### Text block

I had booked a hotel in the part of town known for dining and nightlife, so I had charged out of it an hour earlier expecting to find crowds of people and bustling restaurants everywhere. I had imagined laughter, palmed glasses of red wine, and plates of Risotto alla Milanese and Tortelli di Zucca. But instead of walking into a scene from La Dolce Vita, I walked into ghost town out of a spaghetti western.
Everywhere I went, the streets were deserted: Via Tosio, Via S. Faustino, Via Crispi. Windows were shuttered; shops were closed; restaurants were empty. Nothing was open. I was looking to EAT, and my outfit, a dark shirt topped with a darker jacket, was ready to mask some spilled sauce. But there was no risotto or tortelli to be found anywhere. I couldn’t even get pizza. In Italy. Defeated and fading, I considered my situation. Room service at my hotel? Vending machines in the lobby? Did my hotel have vending machines? Ugh.
As I wondered, bells in towers throughout the city started to ring-in 7 pm. Dong, dong, dong. By the time they finished, the Piazzale Arnaldo had come to life. Couples appeared from around the corner and strolled by hand in hand. The Osteria Vecchio restaurant flicked on its lights and a waiter lined up tables on the stone walkway front. An old man with a cane tapped past. Within an hour or so, everything I had hoped to find earlier had appeared: Chatting people, open restaurants, and, finally, dinner: Casoncelli alla Bresciana (raviolis stuffed with meat, showered with sage butter, guanciale, and parmesan cheese). My shirt did not stay clean.
So what had happened? Basically, Italians do things their own way. On Sundays, that means spending the afternoon with family. Instead of going out around 5 pm (like an American expected them to do), they waited until later. As I would find out, the Italians also do things their own way when it comes to building firearms, and this is what made Beretta’s newest over-under so worthy of attention.

### Task set
- 1) Extract, word for word, the part of the travel passage that opens with the words containing "So what had" and closes with "worthy of attention.".
- 2) Name every street in the travel passage whose name begins with "Via".
Rely only on the travel passage, not on any outside knowledge.

### Collected data

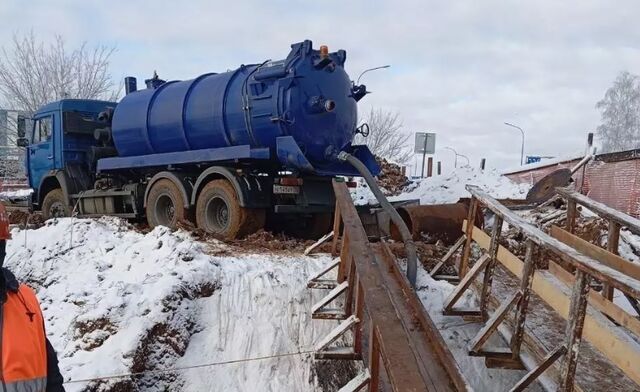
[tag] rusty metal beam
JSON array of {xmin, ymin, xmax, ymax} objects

### Written responses
- 1)
So what had happened? Basically, Italians do things their own way. On Sundays, that means spending the afternoon with family. Instead of going out around 5 pm (like an American expected them to do), they waited until later. As I would find out, the Italians also do things their own way when it comes to building firearms, and this is what made Beretta’s newest over-under so worthy of attention.

- 2) Via Tosio, Via S. Faustino, Via Crispi